What you will do ::
1. In the SERPINA1 mRNA text, which transcript variant and accession number does the coding sequence given as SEQ ID NO 186 come from?
2. From the SERPINA1 mRNA text, print the passage starting at "The coding sequence from" and ending at "sequence for AAT.".

Supplied text ::
◆ ◆ ◆ ◆ ◆ ◆ ◆
In some embodiments, the SERPINA1 mRNA comprises or consists of the sequence of any one of the mRNA transcripts listed in Table 2, and a GAG codon is mutated to AAG. In some embodiments, the SERPINA1 mRNA comprises or consists of the sequence of any one of the mRNA transcripts listed in Table 2, and a GAG codon encoding E342 in the A1AT protein is mutated to AAG.

The coding sequence from SERPINA1 mRNA transcript variant 11 (NM_001127707.2) comprising the E342K mutation is presented below as SEQ ID NO 186. The codon for K342 is AAG (shown underlined in the sequence below) and the first adenosine in the AAG codon is A1024 (shown in bold below).

In some embodiments, the target adenosine corresponds to A1024 of SEQ ID NO 186. The term ‘corresponds to’ means that the target adenosine is not required to be the 1024nucleoside of the target nucleic acid and the sequence of the target nucleic acid is not otherwise limited to SEQ ID NO 186 but must be the first nucleoside in an AAG codon encoding a K342 within the coding sequence for A1AT, as per A1024. Thus, in some embodiments the target adenosine is the first nucleoside in an AAG codon encoding a K342 in a coding sequence for AAT.
◆ ◆ ◆ ◆ ◆ ◆ ◆
Data ::

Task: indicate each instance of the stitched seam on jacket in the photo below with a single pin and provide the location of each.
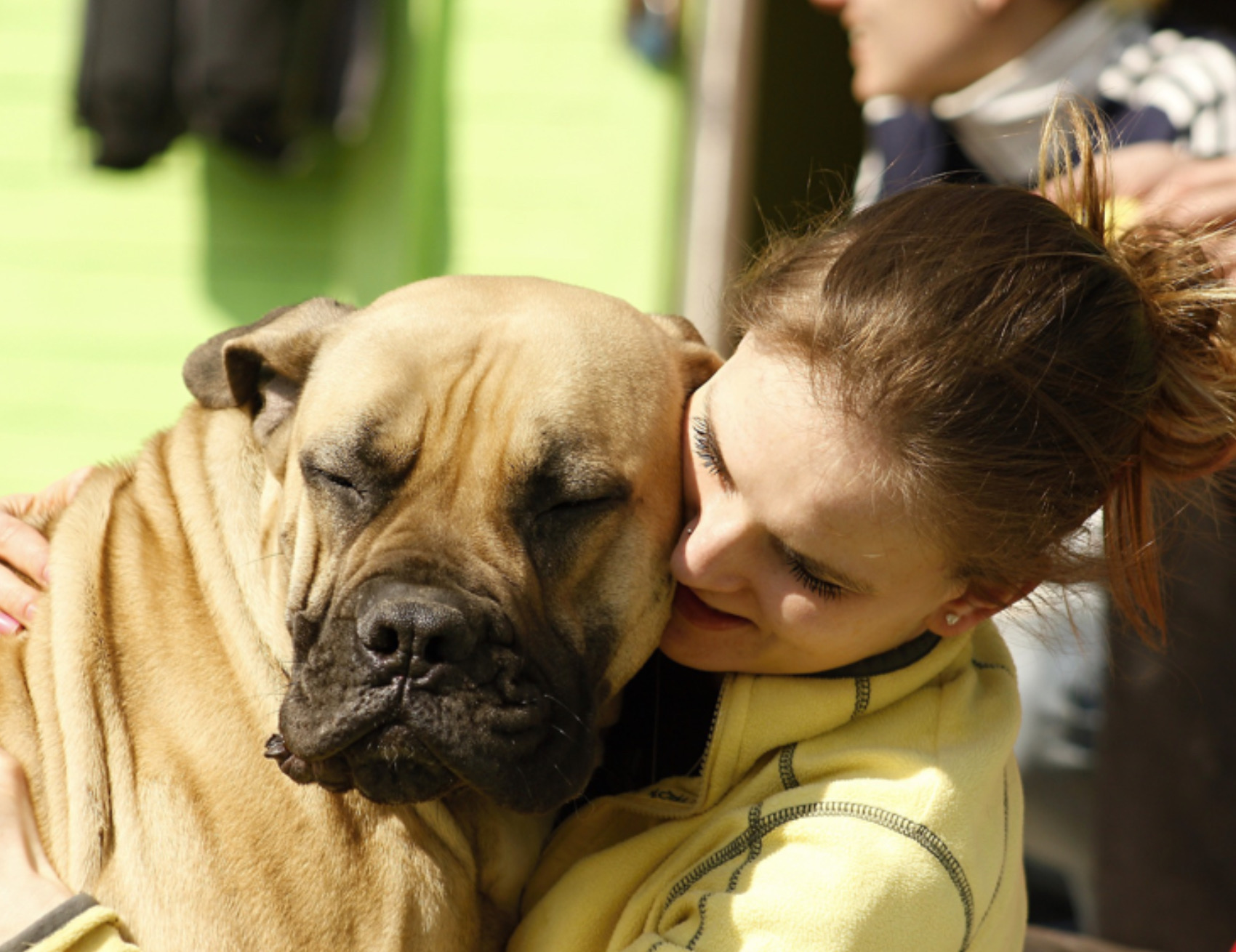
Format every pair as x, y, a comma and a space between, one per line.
753, 819
862, 695
1004, 858
785, 767
920, 834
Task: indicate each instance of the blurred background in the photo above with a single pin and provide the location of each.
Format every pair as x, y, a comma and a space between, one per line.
630, 146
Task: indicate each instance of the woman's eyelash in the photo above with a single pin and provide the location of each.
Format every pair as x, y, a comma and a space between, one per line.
705, 445
814, 584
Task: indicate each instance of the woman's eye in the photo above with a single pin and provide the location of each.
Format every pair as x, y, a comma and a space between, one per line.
814, 584
704, 443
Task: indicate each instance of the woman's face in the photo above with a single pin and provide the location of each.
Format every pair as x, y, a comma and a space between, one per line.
795, 557
912, 49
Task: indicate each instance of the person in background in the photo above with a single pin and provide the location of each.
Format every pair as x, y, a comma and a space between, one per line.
958, 90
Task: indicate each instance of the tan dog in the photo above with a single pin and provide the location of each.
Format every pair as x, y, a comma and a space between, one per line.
436, 530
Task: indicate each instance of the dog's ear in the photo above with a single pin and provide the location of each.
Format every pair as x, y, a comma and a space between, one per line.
262, 367
699, 360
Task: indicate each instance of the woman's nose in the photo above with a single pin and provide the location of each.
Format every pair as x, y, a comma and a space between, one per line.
711, 549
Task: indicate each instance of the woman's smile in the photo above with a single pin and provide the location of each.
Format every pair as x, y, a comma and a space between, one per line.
702, 615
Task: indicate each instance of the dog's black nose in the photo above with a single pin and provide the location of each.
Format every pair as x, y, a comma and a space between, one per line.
413, 626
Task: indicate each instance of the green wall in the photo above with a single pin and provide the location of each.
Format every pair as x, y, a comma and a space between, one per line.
510, 139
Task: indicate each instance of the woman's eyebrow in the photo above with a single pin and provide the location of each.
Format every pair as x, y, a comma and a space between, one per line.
710, 440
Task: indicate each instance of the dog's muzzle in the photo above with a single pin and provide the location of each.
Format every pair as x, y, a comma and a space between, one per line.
412, 689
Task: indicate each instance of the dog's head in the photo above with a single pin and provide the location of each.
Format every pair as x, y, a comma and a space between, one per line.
475, 487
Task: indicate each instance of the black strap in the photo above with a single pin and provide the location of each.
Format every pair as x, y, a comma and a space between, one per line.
53, 921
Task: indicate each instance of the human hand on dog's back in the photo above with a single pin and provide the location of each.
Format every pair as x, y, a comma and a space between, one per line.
28, 883
24, 549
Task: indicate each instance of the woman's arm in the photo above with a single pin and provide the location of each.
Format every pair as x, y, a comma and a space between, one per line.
30, 886
24, 549
39, 911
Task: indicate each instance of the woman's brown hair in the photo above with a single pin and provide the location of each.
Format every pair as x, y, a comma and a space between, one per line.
1024, 363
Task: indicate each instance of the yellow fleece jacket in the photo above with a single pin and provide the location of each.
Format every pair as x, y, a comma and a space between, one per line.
856, 814
849, 814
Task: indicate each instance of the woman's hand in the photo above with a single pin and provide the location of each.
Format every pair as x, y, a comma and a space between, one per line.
1182, 192
28, 882
25, 549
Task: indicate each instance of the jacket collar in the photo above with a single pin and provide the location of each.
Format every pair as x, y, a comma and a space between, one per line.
759, 714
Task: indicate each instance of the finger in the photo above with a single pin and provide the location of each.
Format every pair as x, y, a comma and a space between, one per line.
17, 600
1200, 205
1137, 171
23, 547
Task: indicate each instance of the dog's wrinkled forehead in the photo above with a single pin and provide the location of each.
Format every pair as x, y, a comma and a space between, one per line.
531, 358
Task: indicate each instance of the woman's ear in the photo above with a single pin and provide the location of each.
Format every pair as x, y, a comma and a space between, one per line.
978, 603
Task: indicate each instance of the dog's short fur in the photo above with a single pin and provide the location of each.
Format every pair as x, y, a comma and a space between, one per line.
424, 544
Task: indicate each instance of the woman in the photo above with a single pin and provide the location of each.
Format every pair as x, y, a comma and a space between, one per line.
927, 404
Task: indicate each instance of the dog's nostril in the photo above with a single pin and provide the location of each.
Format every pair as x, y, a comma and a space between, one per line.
383, 640
434, 651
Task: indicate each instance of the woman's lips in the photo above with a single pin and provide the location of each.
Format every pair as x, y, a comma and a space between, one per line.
701, 615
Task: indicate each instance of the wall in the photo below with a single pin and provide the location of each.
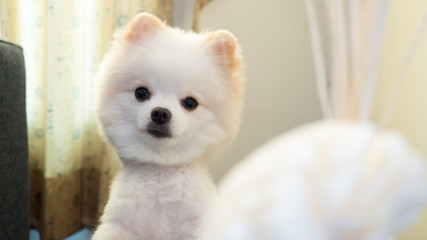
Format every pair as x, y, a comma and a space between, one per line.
281, 91
410, 115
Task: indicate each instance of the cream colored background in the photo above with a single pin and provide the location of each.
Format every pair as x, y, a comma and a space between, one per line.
281, 91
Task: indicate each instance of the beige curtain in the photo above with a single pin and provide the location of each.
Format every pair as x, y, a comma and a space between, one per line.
63, 42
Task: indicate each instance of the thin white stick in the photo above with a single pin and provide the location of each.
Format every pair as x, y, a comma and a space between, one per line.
322, 86
398, 84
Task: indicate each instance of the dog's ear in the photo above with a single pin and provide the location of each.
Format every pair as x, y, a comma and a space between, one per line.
142, 26
224, 46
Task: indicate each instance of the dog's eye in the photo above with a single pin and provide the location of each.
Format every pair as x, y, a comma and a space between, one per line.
189, 103
142, 94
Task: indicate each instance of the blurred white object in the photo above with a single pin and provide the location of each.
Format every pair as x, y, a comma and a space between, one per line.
326, 180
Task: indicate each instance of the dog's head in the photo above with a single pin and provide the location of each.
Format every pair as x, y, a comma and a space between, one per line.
168, 96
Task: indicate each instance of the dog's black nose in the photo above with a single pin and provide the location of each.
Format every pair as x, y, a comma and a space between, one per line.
161, 115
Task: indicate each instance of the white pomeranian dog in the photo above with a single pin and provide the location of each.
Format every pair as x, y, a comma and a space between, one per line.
168, 101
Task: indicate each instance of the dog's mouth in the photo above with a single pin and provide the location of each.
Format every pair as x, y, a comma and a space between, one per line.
159, 131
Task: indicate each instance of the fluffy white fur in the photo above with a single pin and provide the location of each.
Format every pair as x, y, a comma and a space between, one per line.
164, 186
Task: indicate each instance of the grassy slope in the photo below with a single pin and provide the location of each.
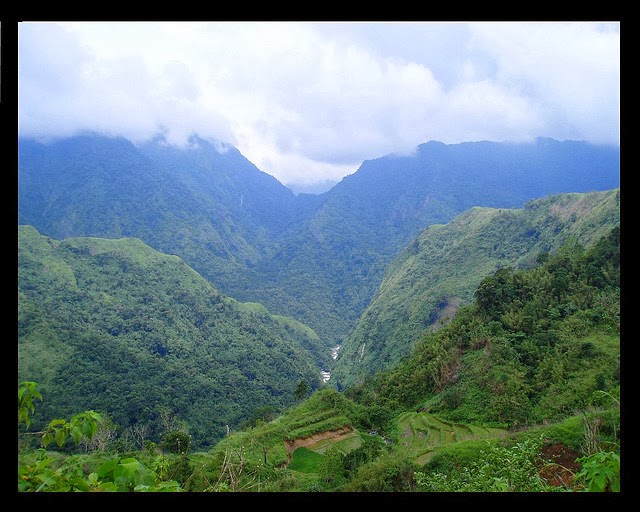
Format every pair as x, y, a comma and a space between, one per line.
116, 326
444, 265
◆ ◆ ◆ ◆ ◆ ◆ ◆
Results of the tasks ::
1. SERPINA1 mRNA transcript variant 11 (NM_001127707.2).

2.
The coding sequence from SERPINA1 mRNA transcript variant 11 (NM_001127707.2) comprising the E342K mutation is presented below as SEQ ID NO 186. The codon for K342 is AAG (shown underlined in the sequence below) and the first adenosine in the AAG codon is A1024 (shown in bold below).

In some embodiments, the target adenosine corresponds to A1024 of SEQ ID NO 186. The term ‘corresponds to’ means that the target adenosine is not required to be the 1024nucleoside of the target nucleic acid and the sequence of the target nucleic acid is not otherwise limited to SEQ ID NO 186 but must be the first nucleoside in an AAG codon encoding a K342 within the coding sequence for A1AT, as per A1024. Thus, in some embodiments the target adenosine is the first nucleoside in an AAG codon encoding a K342 in a coding sequence for AAT.